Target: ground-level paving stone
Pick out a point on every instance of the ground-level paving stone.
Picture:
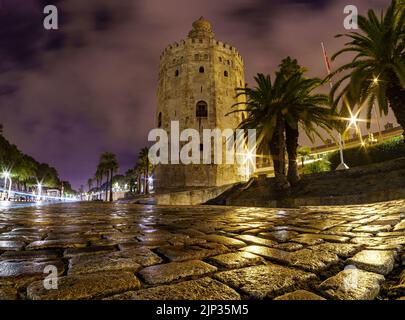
(102, 262)
(279, 236)
(377, 261)
(30, 255)
(229, 242)
(288, 246)
(300, 295)
(256, 240)
(165, 273)
(142, 255)
(391, 234)
(81, 287)
(180, 253)
(11, 245)
(352, 284)
(310, 260)
(73, 252)
(343, 250)
(369, 241)
(65, 243)
(323, 224)
(201, 289)
(237, 260)
(373, 228)
(19, 273)
(400, 226)
(305, 240)
(326, 237)
(8, 293)
(267, 281)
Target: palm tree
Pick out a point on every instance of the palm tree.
(276, 110)
(304, 152)
(264, 108)
(89, 183)
(304, 109)
(109, 162)
(99, 177)
(143, 162)
(377, 71)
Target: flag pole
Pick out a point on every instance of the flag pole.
(342, 165)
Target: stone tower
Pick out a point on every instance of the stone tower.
(197, 81)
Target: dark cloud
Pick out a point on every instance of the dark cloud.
(68, 95)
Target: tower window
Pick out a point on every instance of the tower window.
(202, 109)
(159, 120)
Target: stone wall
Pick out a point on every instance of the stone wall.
(197, 69)
(368, 184)
(190, 197)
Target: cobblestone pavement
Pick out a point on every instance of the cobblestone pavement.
(126, 251)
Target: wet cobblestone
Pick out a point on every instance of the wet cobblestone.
(127, 251)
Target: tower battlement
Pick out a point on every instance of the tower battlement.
(196, 86)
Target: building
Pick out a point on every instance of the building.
(197, 81)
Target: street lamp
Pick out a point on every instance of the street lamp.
(39, 186)
(6, 175)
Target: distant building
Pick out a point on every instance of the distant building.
(197, 81)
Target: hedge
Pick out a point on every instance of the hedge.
(388, 150)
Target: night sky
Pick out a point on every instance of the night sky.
(68, 95)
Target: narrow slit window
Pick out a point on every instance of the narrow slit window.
(202, 109)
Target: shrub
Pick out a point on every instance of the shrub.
(388, 150)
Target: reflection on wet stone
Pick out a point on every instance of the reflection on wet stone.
(126, 251)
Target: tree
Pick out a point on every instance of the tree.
(145, 165)
(90, 183)
(98, 176)
(304, 108)
(131, 177)
(304, 152)
(109, 163)
(277, 109)
(264, 105)
(377, 71)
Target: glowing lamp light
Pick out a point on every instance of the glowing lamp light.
(353, 120)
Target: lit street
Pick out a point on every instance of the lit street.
(126, 251)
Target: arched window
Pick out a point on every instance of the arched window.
(159, 120)
(202, 109)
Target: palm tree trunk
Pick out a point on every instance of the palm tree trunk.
(277, 152)
(145, 181)
(106, 188)
(111, 195)
(291, 138)
(396, 97)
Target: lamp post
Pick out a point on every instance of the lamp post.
(342, 165)
(39, 186)
(6, 176)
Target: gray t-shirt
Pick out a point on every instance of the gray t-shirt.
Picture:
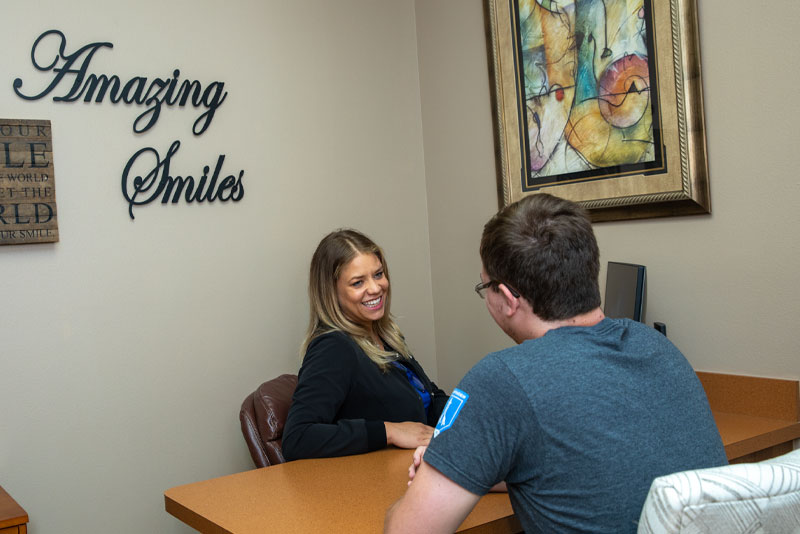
(578, 423)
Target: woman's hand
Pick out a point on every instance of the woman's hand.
(415, 463)
(408, 434)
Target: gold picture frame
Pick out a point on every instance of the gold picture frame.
(537, 77)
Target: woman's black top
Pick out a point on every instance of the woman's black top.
(343, 398)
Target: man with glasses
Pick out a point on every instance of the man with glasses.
(580, 416)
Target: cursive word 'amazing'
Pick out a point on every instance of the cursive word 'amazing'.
(138, 90)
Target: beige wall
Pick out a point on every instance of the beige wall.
(128, 346)
(724, 284)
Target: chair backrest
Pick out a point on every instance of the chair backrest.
(762, 497)
(262, 417)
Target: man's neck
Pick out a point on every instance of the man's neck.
(540, 327)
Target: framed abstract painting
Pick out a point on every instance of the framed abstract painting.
(600, 102)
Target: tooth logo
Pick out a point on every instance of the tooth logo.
(451, 410)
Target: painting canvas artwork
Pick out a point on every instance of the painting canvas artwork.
(590, 108)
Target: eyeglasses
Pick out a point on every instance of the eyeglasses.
(481, 288)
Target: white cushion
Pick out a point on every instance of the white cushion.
(754, 498)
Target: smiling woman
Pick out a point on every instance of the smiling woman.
(359, 388)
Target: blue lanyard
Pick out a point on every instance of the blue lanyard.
(414, 380)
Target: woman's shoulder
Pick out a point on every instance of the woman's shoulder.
(335, 343)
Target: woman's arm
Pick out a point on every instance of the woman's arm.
(324, 381)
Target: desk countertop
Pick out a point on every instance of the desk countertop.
(348, 494)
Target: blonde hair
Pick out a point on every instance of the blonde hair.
(333, 253)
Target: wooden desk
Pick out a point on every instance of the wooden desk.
(348, 494)
(13, 519)
(758, 418)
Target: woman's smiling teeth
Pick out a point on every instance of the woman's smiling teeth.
(373, 303)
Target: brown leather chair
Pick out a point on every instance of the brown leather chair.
(263, 415)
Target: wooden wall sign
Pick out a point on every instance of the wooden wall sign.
(28, 211)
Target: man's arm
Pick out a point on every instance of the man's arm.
(433, 503)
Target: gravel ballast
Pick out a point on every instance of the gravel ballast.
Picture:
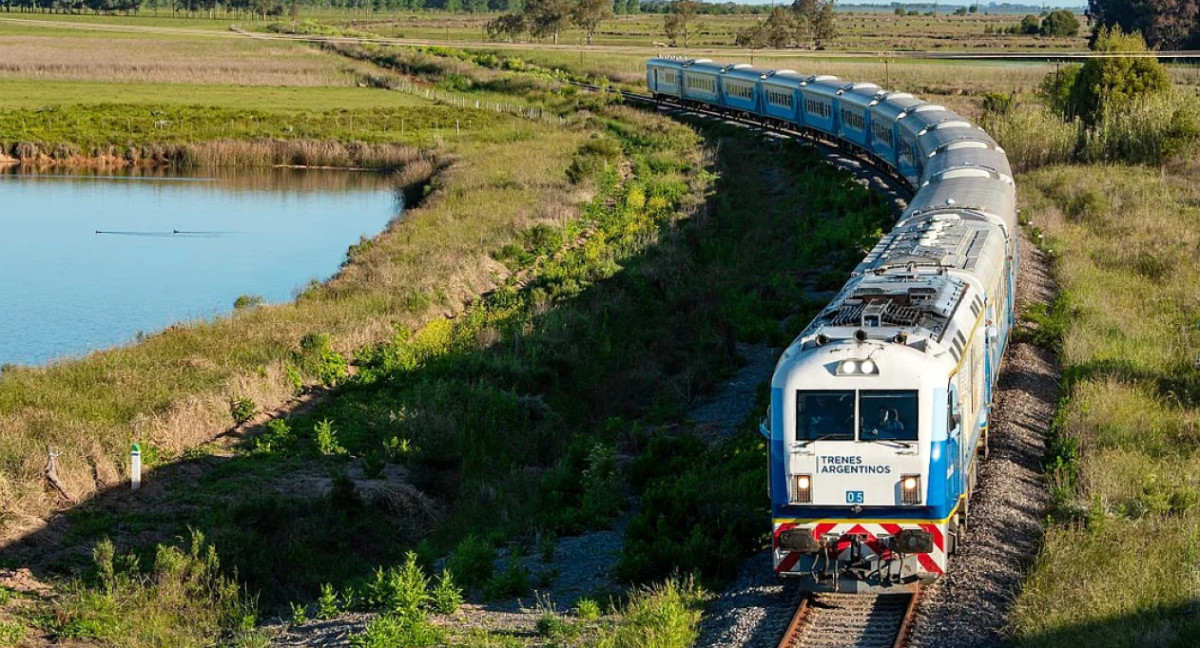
(970, 606)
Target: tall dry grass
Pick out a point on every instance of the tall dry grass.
(1121, 561)
(168, 60)
(172, 390)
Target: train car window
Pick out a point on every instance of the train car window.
(888, 415)
(826, 415)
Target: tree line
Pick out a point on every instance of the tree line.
(805, 23)
(280, 7)
(1165, 24)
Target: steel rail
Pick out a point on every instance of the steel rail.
(852, 621)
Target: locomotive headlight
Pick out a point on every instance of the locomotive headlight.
(858, 367)
(802, 491)
(910, 489)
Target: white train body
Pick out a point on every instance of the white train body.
(880, 408)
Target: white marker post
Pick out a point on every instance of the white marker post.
(136, 467)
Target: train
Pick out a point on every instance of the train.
(880, 408)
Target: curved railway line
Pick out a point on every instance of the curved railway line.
(852, 621)
(829, 619)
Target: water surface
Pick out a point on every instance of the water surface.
(88, 262)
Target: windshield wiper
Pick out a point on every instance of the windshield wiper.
(805, 443)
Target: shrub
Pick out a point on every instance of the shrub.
(447, 595)
(327, 605)
(1033, 137)
(514, 581)
(999, 102)
(184, 599)
(327, 438)
(665, 616)
(11, 633)
(1060, 23)
(409, 589)
(473, 562)
(1056, 87)
(1031, 24)
(587, 610)
(241, 409)
(247, 301)
(1113, 83)
(299, 613)
(393, 631)
(1151, 130)
(276, 437)
(319, 360)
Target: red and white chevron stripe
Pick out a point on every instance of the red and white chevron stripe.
(789, 562)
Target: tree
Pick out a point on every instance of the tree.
(547, 17)
(1060, 23)
(587, 15)
(778, 31)
(1111, 83)
(1165, 24)
(825, 28)
(677, 23)
(510, 27)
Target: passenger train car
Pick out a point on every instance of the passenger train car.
(880, 409)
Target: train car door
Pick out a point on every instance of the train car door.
(954, 441)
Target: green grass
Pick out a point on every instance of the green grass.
(24, 94)
(1122, 551)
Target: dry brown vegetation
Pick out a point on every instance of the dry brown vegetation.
(168, 60)
(173, 389)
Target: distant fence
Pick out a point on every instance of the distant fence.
(405, 84)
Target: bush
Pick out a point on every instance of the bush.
(1031, 24)
(473, 562)
(1033, 137)
(394, 631)
(1150, 130)
(447, 595)
(1114, 83)
(587, 610)
(665, 616)
(241, 409)
(319, 360)
(327, 605)
(247, 301)
(514, 581)
(184, 599)
(1060, 23)
(325, 438)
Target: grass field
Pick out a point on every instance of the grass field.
(583, 229)
(1122, 555)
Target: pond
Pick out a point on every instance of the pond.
(89, 262)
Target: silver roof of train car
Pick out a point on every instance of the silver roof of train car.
(742, 71)
(969, 153)
(892, 105)
(676, 63)
(823, 85)
(948, 132)
(972, 190)
(783, 78)
(705, 66)
(859, 94)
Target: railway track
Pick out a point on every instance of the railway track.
(852, 621)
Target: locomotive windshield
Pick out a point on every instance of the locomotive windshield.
(881, 415)
(887, 415)
(826, 415)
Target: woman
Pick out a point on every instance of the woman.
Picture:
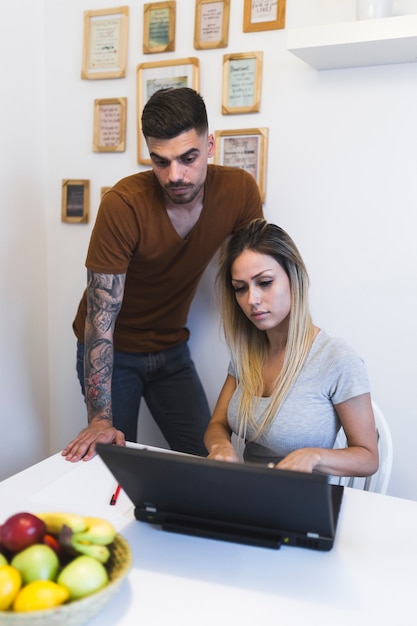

Try it – Copy word for word the stretch of entries above from the line that has "Target: blue lanyard" through the line that has "Target: blonde hair", both ends included, and nothing outside it.

Exercise answer –
Target: blue lanyard
Pick out a point on every instance of the blue lanyard.
(414, 380)
Target: woman's shoulder
Pick out a point on every instance of the woman's shoulder.
(335, 343)
Target: woman's arm
Pick out a point on every instance of the woman's arm.
(324, 381)
Target: desk countertop
Pick out a point on every instance of the desk countertop.
(348, 494)
Target: blonde hair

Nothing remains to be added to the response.